Exercise brief: In the entries below, find each line with the word "head" and pull it out.

Data:
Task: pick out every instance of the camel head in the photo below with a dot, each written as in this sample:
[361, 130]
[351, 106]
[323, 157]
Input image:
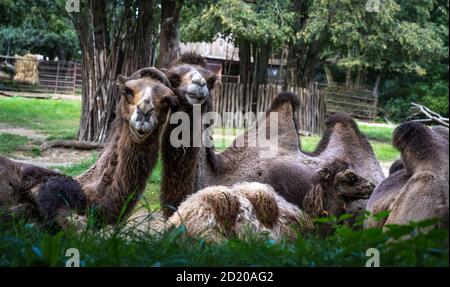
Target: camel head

Answer space:
Task: pick out every instance of the camel head in the photo below with a dot, each written as in this sample:
Target: camel head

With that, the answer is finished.